#### What the task requires
An exact retyping of all lines below is the answer; pictures do not belong in it.

#### Natural language region descriptions
►

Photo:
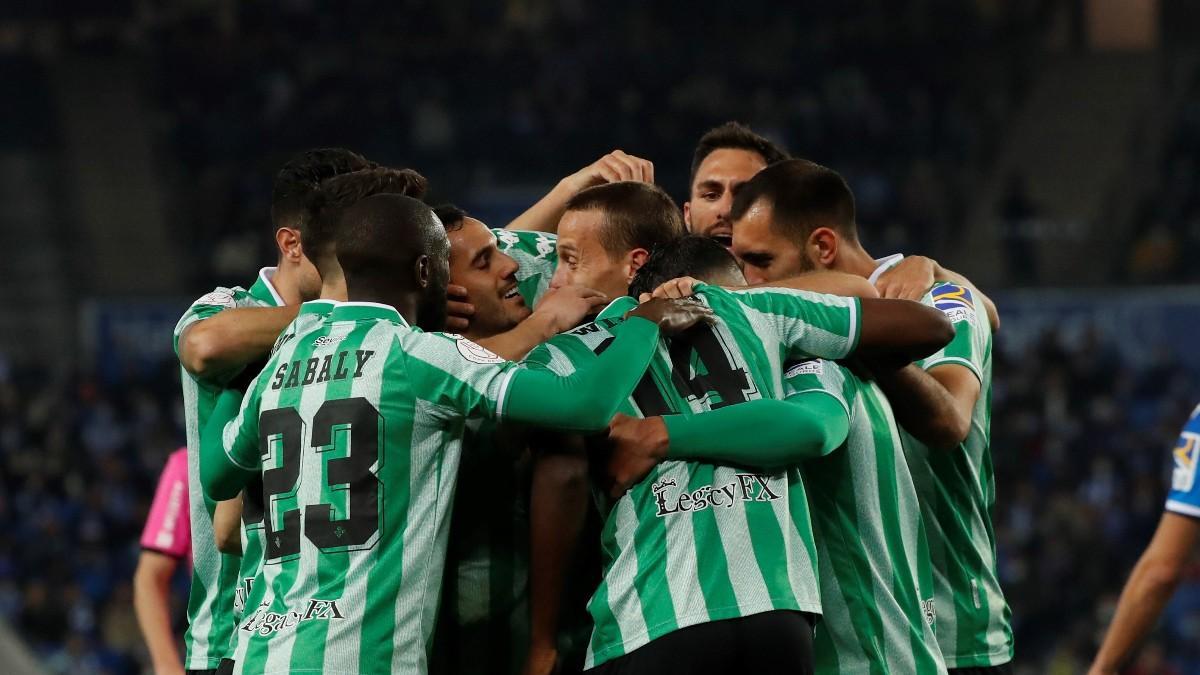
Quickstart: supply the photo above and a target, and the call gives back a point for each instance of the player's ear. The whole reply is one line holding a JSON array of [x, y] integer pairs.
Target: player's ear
[[634, 262], [421, 272], [822, 246], [287, 239]]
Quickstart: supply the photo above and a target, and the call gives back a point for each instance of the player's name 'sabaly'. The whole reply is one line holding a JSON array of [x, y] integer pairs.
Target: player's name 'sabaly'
[[316, 370]]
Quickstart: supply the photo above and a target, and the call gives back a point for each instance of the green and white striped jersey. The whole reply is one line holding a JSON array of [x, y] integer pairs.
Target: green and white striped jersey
[[957, 490], [537, 255], [210, 621], [484, 623], [311, 315], [355, 428], [699, 542], [876, 580]]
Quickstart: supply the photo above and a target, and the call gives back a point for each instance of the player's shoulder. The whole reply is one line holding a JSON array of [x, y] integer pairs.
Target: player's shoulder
[[535, 243]]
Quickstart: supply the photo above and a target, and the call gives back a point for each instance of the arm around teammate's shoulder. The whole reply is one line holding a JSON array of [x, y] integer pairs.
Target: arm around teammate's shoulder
[[231, 339], [1150, 586], [901, 330]]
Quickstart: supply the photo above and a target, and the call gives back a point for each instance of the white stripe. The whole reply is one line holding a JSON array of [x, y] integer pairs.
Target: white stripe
[[502, 396], [883, 264], [852, 333], [267, 274], [1182, 508]]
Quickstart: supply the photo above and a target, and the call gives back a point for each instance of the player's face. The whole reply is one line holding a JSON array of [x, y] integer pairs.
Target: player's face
[[489, 276], [718, 179], [765, 255], [583, 261]]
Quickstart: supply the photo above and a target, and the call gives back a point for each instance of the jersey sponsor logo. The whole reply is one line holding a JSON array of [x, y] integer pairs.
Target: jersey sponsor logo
[[315, 371], [747, 488], [219, 299], [1187, 455], [474, 352], [927, 610], [265, 623], [955, 302], [327, 340], [805, 368]]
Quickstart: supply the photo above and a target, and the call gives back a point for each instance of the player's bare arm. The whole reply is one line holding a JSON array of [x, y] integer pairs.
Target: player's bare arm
[[833, 282], [559, 310], [232, 339], [558, 508], [227, 525], [151, 595], [1150, 586], [613, 167], [935, 406], [912, 278], [901, 330]]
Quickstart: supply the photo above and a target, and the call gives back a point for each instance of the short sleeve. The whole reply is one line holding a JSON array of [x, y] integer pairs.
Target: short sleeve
[[205, 306], [809, 324], [822, 376], [1185, 495], [240, 434], [967, 348], [453, 371], [537, 254], [168, 530]]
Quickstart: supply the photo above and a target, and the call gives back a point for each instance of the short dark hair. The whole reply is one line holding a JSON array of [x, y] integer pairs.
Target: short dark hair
[[688, 256], [301, 175], [340, 192], [382, 236], [636, 215], [733, 135], [450, 215], [803, 196]]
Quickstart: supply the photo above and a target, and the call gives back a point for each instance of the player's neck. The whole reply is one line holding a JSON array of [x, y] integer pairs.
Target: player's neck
[[287, 284], [334, 288], [852, 258]]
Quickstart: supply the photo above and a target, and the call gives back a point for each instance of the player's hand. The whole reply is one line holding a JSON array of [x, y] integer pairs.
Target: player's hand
[[673, 316], [681, 287], [613, 167], [459, 310], [910, 280], [637, 446], [567, 306], [540, 661]]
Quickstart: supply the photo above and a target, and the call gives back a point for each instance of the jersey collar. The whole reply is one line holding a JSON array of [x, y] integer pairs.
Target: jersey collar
[[366, 311], [885, 264], [618, 308], [264, 290], [321, 306]]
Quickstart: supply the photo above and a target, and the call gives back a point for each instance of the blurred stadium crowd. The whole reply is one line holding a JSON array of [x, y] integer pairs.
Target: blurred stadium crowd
[[907, 115]]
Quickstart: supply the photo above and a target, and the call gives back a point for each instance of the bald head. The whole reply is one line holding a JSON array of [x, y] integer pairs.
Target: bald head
[[394, 250]]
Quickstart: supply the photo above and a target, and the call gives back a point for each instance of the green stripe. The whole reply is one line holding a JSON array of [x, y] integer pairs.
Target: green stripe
[[379, 616]]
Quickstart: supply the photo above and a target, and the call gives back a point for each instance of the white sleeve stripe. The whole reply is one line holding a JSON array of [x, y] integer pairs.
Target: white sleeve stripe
[[1182, 508], [507, 378], [852, 334]]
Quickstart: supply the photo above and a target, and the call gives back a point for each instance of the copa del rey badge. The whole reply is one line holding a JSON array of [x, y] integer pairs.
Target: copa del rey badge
[[475, 352]]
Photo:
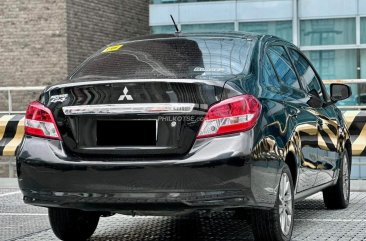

◄

#### Response box
Photo:
Quickstart: supply the photo above and a target, and the call gives back a point for each instance of the player's ear. The whole reply is one line holding a JSON array of [x, y] integer pairs.
Target: player's ear
[[634, 262], [421, 272], [822, 246], [287, 239]]
Quickstart: supply the photo above and a target, and the call gives back a point for each instance of the player's name 'sabaly'. The whole reply is one line holding a JSON array of [x, y] integer pairs.
Target: player's name 'sabaly'
[[316, 370]]
Quickstart: supply the photo above and a target, and the call gives back a point for each instance of the green and white striped jersey. The whole reply is one line holding a JSON array of [x, y] integer pairs.
Target: green and white striped jersey
[[957, 490], [537, 255], [210, 621], [484, 623], [311, 315], [355, 428], [699, 542], [876, 580]]
Quickstart: supply the photo above and a target, and the call gives back a point for each instance of the player's shoulder. The whole reply is one line holding a JSON array of [x, y] integer pairs.
Target: player's shoulder
[[535, 243]]
Quickstart: supply the photo above and a target, and the call gives back a point for each instance of the arm around teammate's shoulder. The whole reply is one line holding a JSON array of [x, y] integer pairs.
Target: arm around teammate's shoulder
[[231, 339], [1150, 586], [901, 330]]
Quickstart: supply the photo above and a target, and the call gives back a point for each instance of the white stripe. The whole reply is one line holding a JSON array of [x, y] integer pairs.
Target: white stripe
[[502, 396], [883, 264], [852, 333], [267, 274], [1182, 508]]
Quickstart: supply the photo above and a target, and the call gives back a point for each instance of the player's face. The whole reply is one line holding a JSON array of [x, y] integer pairs.
Target: player's face
[[489, 276], [718, 179], [765, 255], [583, 261]]
Quickstart: supply the photo above and a target, and the call gives back a point for each instance of the jersey sponsor logo. The whole reply is one line holding a JSON array of [x, y] integer pairs.
Target: jersey sponsor logo
[[315, 371], [747, 488], [219, 299], [1187, 455], [474, 352], [927, 610], [265, 623], [955, 302], [327, 340], [805, 368]]
Quickstart: supply the photo above and a target, and the call gives back a point for each instance of the player's bare arm. The whole reply is one line holding a JSON array of [x, y] integer pairs.
Target: player's bare arm
[[833, 282], [559, 310], [232, 339], [558, 508], [227, 525], [151, 595], [1150, 586], [613, 167], [935, 406], [912, 278], [901, 330]]
Quickstart: supply the photo above and a target, and the call gives back a point for each instance of the short sleeve. The whole reply is one line holding a JSON array of [x, y] integer pairs.
Target: short sleeve
[[205, 306], [809, 324], [822, 376], [1185, 495], [240, 434], [967, 348], [453, 371], [537, 254], [168, 530]]
Quickstart: supply the photo above and a target, and the call gives back a point for each instance of the short dark hair. The whole reply is one line holding a JSON array of [x, y] integer pairs.
Target: short dark hair
[[688, 256], [301, 175], [340, 192], [382, 236], [636, 215], [733, 135], [450, 215], [803, 196]]
Quickstart: supply the photo above and a target, and the call gives back a point for each instance of the player's neck. The whole reply is one line holding a JSON array of [x, y] integer pairs.
Target: player's neck
[[287, 284], [334, 288], [852, 258]]
Quickstart: supply the photo above and a target, and the call gives back a point for each instance of the player's hand. The whole reply is one line holding a JSON array of [x, y] integer pairs.
Target: player's hand
[[673, 316], [681, 287], [613, 167], [459, 310], [910, 280], [637, 446], [567, 306], [540, 661]]
Quickstart: supply the photo above and a target, and the call gives back a point for each instance of the jersey collar. The whole reply is one line holding a JSON array of [x, y] integer pairs.
Target: jersey collar
[[366, 311], [885, 264], [618, 308], [264, 290], [321, 306]]
Quickstart: supply the photo above and a target, and the call gives back a point for each instance of the blurred stadium crowd. The whole reply is one line holding a JSON array of [x, y] integer pairs.
Target: blurred stadium crowd
[[907, 115]]
Quickstart: supply the photo above and a target, and the call gives back a point for each instance of the bald head. The whole reply is one line holding a JSON array of [x, y] integer pairs.
Target: bald head
[[394, 250]]
Quickstart: supply the photo above and a target, and the call gives back a point for each instance of the green stripe. The whole reply is one line holding a JSON array of [x, y] integer pairs.
Target: green stripe
[[379, 616]]
Quickstart: supply the photo above and a target, and the call gives back a point for each instance of the white sleeve stripe. The whole reply is one line holding a JSON array of [x, y] integer pairs.
Target: white sleeve stripe
[[1182, 508], [507, 378], [852, 334]]
Quickstart: supply the photo above and a target, and the call gives back a point for each instance of the copa del rey badge. The whole reply is one line holding a JSON array of [x, y] integer pairs.
Target: copa del rey badge
[[475, 352]]
Photo:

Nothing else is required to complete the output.